One cornerstone of justice and equality is equal capability to achieve health (Sen 2002). Those whose lives are cut short by unequal economic and social conditions are subject to a brutal inequality. For this reason, measures of survival, such as life expectancy, have justly become key indicators of social progress. We examine five aspects of health inequality: 1) inequalities of life and death between countries, 2) causes of death  3) disease prevalence,  4) health care spending. 5) inequalities within countries

Inequalities of life and death between countries

A child born in Swaziland is nearly 30 times more likely to die before the age of five than a child born in Sweden. (There are 119 deaths per thousand births in Swaziland compared to four in Sweden.) A child in Cambodia is 17 times more likely to die in its first five years than a child in Canada.  These are differences between average child mortality rates in those countries. Inequalities within countries (described below) mean that the difference between the mortality of poor children in Swaziland and of rich children in the US is considerably larger. Inequalities of life expectancy, infant mortality and under five mortality are examined in Life and death -- inequalities between countries.

[Photo-based referring expression data]
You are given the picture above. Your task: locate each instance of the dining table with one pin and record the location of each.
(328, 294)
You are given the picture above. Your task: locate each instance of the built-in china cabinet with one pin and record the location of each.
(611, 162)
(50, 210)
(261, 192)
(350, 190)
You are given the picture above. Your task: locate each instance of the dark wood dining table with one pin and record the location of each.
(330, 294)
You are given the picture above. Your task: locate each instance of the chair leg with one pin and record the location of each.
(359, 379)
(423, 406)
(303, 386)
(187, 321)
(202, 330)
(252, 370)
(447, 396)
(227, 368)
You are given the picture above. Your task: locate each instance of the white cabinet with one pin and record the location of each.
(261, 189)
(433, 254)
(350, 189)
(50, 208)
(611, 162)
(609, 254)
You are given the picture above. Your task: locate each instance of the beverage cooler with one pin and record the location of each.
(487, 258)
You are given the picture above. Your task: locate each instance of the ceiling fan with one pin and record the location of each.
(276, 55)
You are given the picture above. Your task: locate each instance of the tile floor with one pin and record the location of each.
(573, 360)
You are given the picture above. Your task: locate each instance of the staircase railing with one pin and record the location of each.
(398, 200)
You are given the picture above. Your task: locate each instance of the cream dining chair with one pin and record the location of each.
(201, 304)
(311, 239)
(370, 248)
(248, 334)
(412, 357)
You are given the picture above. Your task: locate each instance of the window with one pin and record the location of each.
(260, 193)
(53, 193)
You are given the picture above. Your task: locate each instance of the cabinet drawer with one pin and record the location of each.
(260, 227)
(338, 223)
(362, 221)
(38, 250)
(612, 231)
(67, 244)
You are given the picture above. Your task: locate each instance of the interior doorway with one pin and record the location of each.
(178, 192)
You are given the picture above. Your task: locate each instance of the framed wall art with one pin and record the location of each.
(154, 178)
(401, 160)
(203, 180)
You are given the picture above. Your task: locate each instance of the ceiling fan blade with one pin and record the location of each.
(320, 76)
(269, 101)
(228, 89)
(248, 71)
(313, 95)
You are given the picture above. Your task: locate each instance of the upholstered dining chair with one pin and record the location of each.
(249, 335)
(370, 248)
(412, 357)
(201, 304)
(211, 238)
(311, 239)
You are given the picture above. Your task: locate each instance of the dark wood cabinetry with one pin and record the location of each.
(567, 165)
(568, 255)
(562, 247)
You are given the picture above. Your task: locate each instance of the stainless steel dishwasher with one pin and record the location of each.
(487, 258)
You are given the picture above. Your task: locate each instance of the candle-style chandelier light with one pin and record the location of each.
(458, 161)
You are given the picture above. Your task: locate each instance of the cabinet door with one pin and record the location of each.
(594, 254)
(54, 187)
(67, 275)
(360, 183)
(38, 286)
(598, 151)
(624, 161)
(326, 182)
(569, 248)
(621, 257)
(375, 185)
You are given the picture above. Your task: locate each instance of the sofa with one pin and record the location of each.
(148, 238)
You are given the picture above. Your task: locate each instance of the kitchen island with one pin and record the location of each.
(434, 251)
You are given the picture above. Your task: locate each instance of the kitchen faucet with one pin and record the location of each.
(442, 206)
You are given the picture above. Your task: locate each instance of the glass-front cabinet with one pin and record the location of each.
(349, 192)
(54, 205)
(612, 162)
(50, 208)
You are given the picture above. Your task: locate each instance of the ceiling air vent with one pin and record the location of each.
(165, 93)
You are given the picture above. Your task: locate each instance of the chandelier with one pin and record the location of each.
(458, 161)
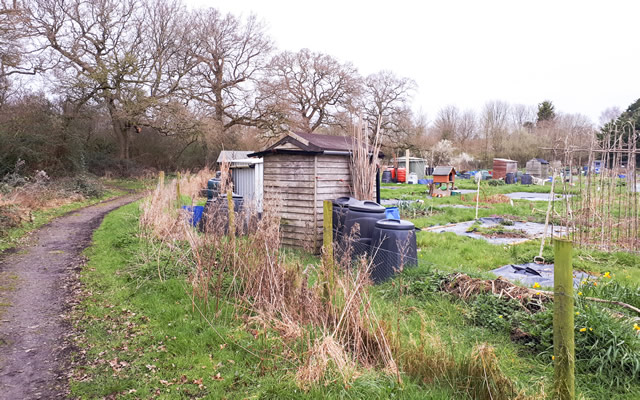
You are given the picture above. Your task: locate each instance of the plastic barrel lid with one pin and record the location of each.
(367, 206)
(395, 224)
(345, 201)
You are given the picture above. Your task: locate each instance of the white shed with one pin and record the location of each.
(247, 176)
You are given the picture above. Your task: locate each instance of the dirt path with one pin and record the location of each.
(33, 333)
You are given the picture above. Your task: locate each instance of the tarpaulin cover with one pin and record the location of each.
(531, 273)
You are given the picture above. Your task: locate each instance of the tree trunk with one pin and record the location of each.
(121, 132)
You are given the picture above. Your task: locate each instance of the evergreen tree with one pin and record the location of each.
(546, 111)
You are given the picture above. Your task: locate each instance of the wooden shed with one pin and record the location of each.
(503, 166)
(302, 170)
(538, 167)
(444, 175)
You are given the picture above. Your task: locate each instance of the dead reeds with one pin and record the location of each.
(364, 160)
(606, 213)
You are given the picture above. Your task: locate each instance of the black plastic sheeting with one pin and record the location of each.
(531, 273)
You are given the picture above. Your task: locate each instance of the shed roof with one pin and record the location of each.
(232, 155)
(443, 170)
(308, 143)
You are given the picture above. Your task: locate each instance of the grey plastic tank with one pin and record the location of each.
(365, 214)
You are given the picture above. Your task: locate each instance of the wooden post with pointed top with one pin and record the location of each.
(563, 322)
(327, 229)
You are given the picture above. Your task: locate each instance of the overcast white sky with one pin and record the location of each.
(582, 55)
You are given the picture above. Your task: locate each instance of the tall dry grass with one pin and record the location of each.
(238, 260)
(269, 288)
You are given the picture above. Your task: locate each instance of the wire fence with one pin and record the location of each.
(387, 256)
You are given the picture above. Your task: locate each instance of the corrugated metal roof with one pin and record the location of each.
(328, 142)
(440, 171)
(231, 155)
(310, 143)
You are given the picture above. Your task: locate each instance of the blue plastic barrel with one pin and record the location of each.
(196, 214)
(392, 213)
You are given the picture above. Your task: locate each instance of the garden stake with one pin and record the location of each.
(539, 259)
(563, 323)
(478, 196)
(178, 190)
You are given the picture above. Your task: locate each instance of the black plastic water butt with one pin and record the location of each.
(365, 214)
(395, 247)
(340, 210)
(510, 178)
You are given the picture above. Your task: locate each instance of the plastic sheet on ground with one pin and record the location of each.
(532, 230)
(532, 273)
(532, 196)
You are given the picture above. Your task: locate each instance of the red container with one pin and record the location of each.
(402, 175)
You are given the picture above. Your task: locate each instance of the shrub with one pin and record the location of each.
(85, 186)
(493, 312)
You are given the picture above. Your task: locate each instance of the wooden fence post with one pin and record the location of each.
(327, 229)
(563, 323)
(327, 245)
(232, 217)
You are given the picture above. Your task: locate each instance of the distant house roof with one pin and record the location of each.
(231, 155)
(442, 171)
(309, 143)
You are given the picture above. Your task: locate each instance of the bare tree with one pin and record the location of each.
(447, 123)
(387, 97)
(17, 57)
(609, 115)
(467, 129)
(231, 54)
(310, 89)
(495, 126)
(126, 55)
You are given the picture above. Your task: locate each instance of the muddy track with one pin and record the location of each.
(34, 345)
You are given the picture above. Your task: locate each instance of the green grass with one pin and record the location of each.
(115, 188)
(166, 346)
(450, 253)
(13, 236)
(151, 326)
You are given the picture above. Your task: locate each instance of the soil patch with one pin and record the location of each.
(493, 231)
(34, 334)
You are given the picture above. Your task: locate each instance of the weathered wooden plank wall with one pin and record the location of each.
(300, 184)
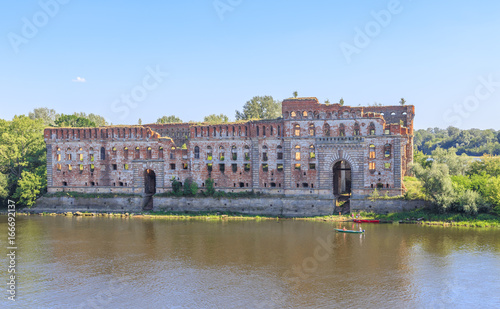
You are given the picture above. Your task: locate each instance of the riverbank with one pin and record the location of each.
(427, 217)
(422, 217)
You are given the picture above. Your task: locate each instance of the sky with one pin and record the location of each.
(127, 60)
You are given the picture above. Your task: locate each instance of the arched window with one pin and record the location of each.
(326, 129)
(209, 153)
(221, 153)
(296, 130)
(387, 151)
(280, 152)
(312, 130)
(356, 129)
(246, 152)
(103, 153)
(234, 153)
(196, 152)
(172, 152)
(372, 151)
(297, 153)
(264, 153)
(312, 154)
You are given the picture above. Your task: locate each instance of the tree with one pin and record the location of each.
(99, 121)
(458, 165)
(74, 121)
(22, 157)
(29, 188)
(48, 116)
(215, 119)
(169, 119)
(437, 184)
(260, 108)
(21, 146)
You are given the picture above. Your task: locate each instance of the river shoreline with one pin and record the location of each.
(421, 217)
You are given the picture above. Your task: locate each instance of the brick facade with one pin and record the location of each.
(296, 154)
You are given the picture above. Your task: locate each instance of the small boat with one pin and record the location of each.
(366, 221)
(349, 231)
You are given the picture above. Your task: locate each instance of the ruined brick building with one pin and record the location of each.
(313, 149)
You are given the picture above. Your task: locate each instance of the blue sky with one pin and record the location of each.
(441, 57)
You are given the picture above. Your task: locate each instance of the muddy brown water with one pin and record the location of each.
(97, 262)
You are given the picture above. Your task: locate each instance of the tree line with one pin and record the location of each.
(472, 142)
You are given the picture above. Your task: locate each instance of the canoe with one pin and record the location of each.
(349, 231)
(366, 221)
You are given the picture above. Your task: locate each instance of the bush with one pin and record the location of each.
(209, 183)
(29, 188)
(193, 188)
(187, 187)
(176, 187)
(468, 202)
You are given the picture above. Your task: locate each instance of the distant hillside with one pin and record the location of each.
(473, 142)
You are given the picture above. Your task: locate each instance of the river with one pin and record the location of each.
(100, 262)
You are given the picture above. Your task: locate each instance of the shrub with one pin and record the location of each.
(176, 187)
(209, 183)
(187, 187)
(467, 201)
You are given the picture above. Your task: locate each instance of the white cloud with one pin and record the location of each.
(79, 80)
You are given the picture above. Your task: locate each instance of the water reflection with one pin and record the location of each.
(119, 262)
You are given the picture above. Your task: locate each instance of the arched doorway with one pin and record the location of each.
(149, 182)
(342, 179)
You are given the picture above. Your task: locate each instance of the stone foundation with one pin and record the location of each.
(385, 206)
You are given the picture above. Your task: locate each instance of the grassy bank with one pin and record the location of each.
(89, 195)
(431, 218)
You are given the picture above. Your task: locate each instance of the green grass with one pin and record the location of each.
(432, 218)
(414, 189)
(206, 215)
(90, 195)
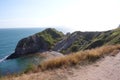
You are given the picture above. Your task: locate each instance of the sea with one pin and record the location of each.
(8, 41)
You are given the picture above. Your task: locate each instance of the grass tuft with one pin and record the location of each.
(75, 58)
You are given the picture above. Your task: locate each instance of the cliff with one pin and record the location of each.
(51, 39)
(39, 42)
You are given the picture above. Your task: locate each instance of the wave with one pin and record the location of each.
(1, 60)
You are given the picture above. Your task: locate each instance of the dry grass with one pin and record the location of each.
(76, 58)
(70, 60)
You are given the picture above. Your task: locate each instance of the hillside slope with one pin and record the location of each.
(87, 40)
(107, 68)
(51, 39)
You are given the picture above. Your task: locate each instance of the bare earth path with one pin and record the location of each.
(107, 68)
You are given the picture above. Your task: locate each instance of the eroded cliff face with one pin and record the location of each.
(51, 39)
(39, 42)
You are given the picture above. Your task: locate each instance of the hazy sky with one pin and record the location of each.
(84, 15)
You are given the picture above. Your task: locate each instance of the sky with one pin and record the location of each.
(83, 15)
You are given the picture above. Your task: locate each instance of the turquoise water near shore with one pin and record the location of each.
(8, 41)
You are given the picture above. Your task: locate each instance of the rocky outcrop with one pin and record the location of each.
(38, 42)
(51, 39)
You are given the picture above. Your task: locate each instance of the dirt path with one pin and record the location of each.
(107, 68)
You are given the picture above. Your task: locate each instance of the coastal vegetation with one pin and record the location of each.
(79, 58)
(79, 48)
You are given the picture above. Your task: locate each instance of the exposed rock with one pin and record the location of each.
(51, 39)
(39, 42)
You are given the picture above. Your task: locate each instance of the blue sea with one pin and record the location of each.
(8, 41)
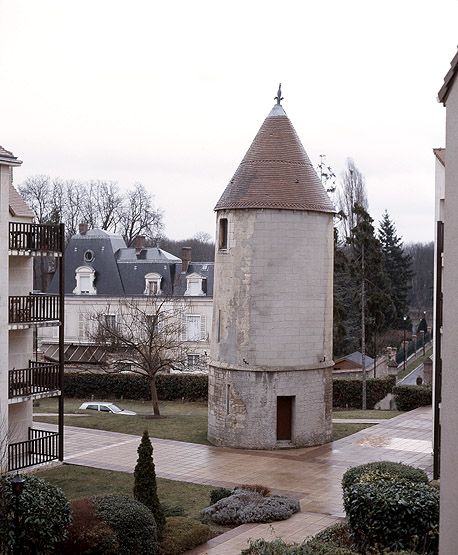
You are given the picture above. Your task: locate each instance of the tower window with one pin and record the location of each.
(222, 242)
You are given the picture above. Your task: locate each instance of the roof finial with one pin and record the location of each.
(279, 97)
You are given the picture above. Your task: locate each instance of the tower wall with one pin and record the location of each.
(272, 327)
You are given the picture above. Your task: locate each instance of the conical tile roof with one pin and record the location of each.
(276, 172)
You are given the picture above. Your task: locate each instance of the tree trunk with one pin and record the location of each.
(154, 398)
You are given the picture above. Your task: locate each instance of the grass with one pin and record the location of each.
(83, 481)
(413, 364)
(365, 414)
(180, 421)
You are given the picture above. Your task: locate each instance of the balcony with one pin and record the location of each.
(26, 310)
(39, 380)
(42, 446)
(35, 239)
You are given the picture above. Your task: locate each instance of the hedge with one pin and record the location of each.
(347, 393)
(409, 397)
(194, 387)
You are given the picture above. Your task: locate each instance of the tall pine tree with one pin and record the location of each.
(397, 265)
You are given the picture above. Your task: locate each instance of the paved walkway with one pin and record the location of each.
(312, 474)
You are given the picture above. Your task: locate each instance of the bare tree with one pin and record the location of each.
(352, 192)
(139, 216)
(146, 334)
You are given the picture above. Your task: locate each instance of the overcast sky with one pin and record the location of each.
(171, 94)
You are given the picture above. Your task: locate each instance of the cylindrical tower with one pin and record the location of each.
(270, 382)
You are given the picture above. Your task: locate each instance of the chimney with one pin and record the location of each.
(139, 242)
(185, 258)
(83, 228)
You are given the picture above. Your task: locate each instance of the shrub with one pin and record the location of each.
(347, 393)
(249, 506)
(145, 487)
(393, 515)
(170, 387)
(182, 534)
(382, 470)
(263, 490)
(409, 397)
(40, 502)
(219, 493)
(87, 534)
(133, 523)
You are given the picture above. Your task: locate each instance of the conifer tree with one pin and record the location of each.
(145, 487)
(397, 266)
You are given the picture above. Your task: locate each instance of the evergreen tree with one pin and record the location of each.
(145, 488)
(397, 265)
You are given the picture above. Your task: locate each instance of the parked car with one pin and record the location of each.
(106, 407)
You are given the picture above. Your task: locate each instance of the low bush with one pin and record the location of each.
(44, 515)
(382, 470)
(249, 506)
(347, 393)
(170, 387)
(87, 534)
(133, 523)
(182, 534)
(263, 490)
(219, 493)
(393, 515)
(409, 397)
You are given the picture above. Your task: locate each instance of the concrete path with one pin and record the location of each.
(312, 474)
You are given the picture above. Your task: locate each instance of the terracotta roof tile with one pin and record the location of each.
(276, 172)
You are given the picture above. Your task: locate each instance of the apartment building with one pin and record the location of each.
(24, 378)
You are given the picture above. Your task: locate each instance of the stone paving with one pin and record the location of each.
(312, 474)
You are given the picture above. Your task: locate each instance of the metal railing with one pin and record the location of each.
(42, 446)
(25, 309)
(39, 377)
(35, 237)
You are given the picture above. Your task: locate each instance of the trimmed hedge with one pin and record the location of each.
(393, 515)
(409, 397)
(170, 387)
(382, 470)
(347, 393)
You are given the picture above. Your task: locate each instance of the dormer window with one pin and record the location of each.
(153, 284)
(194, 285)
(85, 276)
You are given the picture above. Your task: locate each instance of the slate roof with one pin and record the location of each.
(121, 271)
(276, 172)
(7, 157)
(449, 79)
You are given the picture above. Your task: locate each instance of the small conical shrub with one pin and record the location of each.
(145, 488)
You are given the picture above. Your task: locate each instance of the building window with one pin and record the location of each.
(85, 276)
(193, 361)
(153, 284)
(194, 328)
(222, 236)
(195, 285)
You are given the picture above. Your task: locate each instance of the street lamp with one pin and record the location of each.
(405, 330)
(17, 484)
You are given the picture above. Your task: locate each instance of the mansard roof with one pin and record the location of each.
(276, 172)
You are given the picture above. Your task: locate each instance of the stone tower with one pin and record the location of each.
(270, 382)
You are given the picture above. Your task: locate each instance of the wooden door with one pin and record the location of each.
(284, 418)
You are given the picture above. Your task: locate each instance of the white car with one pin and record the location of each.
(106, 407)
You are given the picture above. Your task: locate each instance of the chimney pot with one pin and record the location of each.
(185, 258)
(83, 228)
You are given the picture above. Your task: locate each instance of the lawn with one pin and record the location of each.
(180, 421)
(82, 481)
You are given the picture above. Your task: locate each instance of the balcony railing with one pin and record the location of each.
(35, 237)
(42, 446)
(40, 377)
(27, 309)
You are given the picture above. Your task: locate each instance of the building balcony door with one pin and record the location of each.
(285, 418)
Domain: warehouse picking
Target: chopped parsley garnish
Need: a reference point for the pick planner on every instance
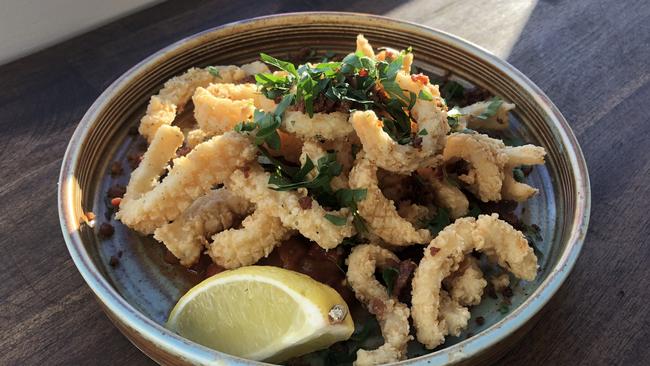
(439, 221)
(492, 108)
(389, 276)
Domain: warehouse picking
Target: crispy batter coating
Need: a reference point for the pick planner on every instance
(177, 92)
(382, 150)
(310, 222)
(261, 232)
(442, 257)
(520, 155)
(467, 283)
(445, 194)
(322, 126)
(391, 314)
(486, 159)
(498, 121)
(216, 115)
(215, 211)
(191, 177)
(379, 212)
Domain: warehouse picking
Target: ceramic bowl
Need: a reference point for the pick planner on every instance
(137, 288)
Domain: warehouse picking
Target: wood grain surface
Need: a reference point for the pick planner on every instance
(591, 57)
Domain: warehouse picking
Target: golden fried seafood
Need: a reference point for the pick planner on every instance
(176, 92)
(520, 155)
(466, 285)
(443, 256)
(234, 248)
(385, 152)
(215, 211)
(474, 116)
(379, 212)
(486, 161)
(147, 206)
(322, 126)
(391, 314)
(310, 221)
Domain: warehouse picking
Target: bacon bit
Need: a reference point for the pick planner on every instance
(106, 230)
(406, 269)
(305, 202)
(116, 168)
(420, 78)
(213, 269)
(116, 190)
(376, 307)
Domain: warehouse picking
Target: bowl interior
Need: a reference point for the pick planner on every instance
(135, 265)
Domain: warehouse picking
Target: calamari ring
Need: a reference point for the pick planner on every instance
(322, 126)
(234, 248)
(445, 194)
(466, 285)
(211, 213)
(520, 155)
(494, 237)
(379, 212)
(486, 159)
(177, 91)
(310, 221)
(147, 205)
(498, 121)
(391, 314)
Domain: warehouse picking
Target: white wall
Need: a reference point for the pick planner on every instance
(29, 25)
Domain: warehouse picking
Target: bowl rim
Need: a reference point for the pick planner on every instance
(120, 310)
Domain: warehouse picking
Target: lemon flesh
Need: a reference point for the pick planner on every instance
(262, 313)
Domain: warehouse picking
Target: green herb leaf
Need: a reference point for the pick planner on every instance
(425, 95)
(336, 220)
(389, 275)
(282, 65)
(492, 108)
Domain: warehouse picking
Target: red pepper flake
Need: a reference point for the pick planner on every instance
(116, 190)
(420, 78)
(114, 261)
(480, 320)
(305, 202)
(106, 230)
(116, 168)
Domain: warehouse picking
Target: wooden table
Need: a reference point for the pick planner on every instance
(591, 57)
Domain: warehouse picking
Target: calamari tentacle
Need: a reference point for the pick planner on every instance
(466, 285)
(381, 149)
(498, 121)
(285, 205)
(379, 212)
(496, 238)
(391, 314)
(211, 213)
(191, 177)
(486, 159)
(259, 235)
(520, 155)
(177, 91)
(326, 126)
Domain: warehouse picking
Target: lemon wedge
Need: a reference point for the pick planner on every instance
(262, 313)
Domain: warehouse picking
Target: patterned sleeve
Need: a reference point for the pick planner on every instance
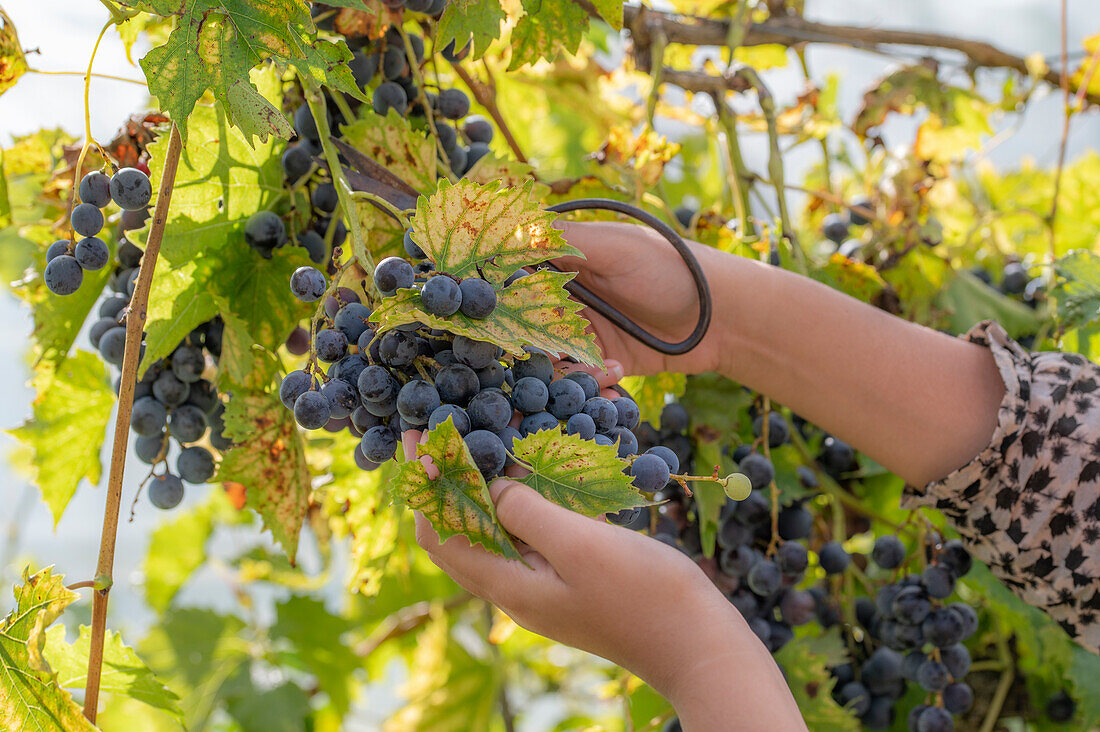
(1029, 505)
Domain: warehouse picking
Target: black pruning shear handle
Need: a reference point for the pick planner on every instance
(367, 175)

• Activity A:
Echo the health inequality text between "A child born in Swaziland" and "inequalities between countries.", inclusive.
• Activity B:
In the health inequality text, what is the number of deaths per thousand births in Sweden?
• Activity C:
Pick up the health inequality text after its final sentence and keep writing it.

• Written answer A:
A child born in Swaziland is nearly 30 times more likely to die before the age of five than a child born in Sweden. (There are 119 deaths per thousand births in Swaziland compared to four in Sweden.) A child in Cambodia is 17 times more likely to die in its first five years than a child in Canada.  These are differences between average child mortality rates in those countries. Inequalities within countries (described below) mean that the difference between the mortality of poor children in Swaziland and of rich children in the US is considerably larger. Inequalities of life expectancy, infant mortality and under five mortality are examined in Life and death -- inequalities between countries.

• Written answer B:
Four

• Written answer C:
Causes of death

Worldwide, one death in three is from a communicable disease (see figure), yet almost all these deaths occur in the Third World. The relative infrequency of death due to communicable disease in the industrialized world shows what world health equality could achieve. We examine these contrasts in Causes of death.

Disease prevalence

In the section Disease and Immunization, we examine national rates of disease incidence. Maps and graphics show the global pattern of incidence, and levels of immunization, for selected communicable diseases, generally for the last four decades. These pages show the decline of communicable diseases and the spread of immunization in many countries of the world (The figure below shows the global reduction in the prevalence of measles associated with the spread of immunization).

Contrasts of health care spending and achievement

Some countries achieve high life expectancy while spending little on health care. Others spend heavily while achieving relatively low life expectancy. In the graph below, the most striking comparison is between the US and Cuba. Cuba achieves virtually identical life expectancy to the US while spending  less than $200 per person on health care, compared to $4,400 per person in the US.

In the section on Health care spending we look at some of the factors explaining these contrasts, and the "inverse care law" - the rich receive care while the poor have most of the illness and death and do not receive care.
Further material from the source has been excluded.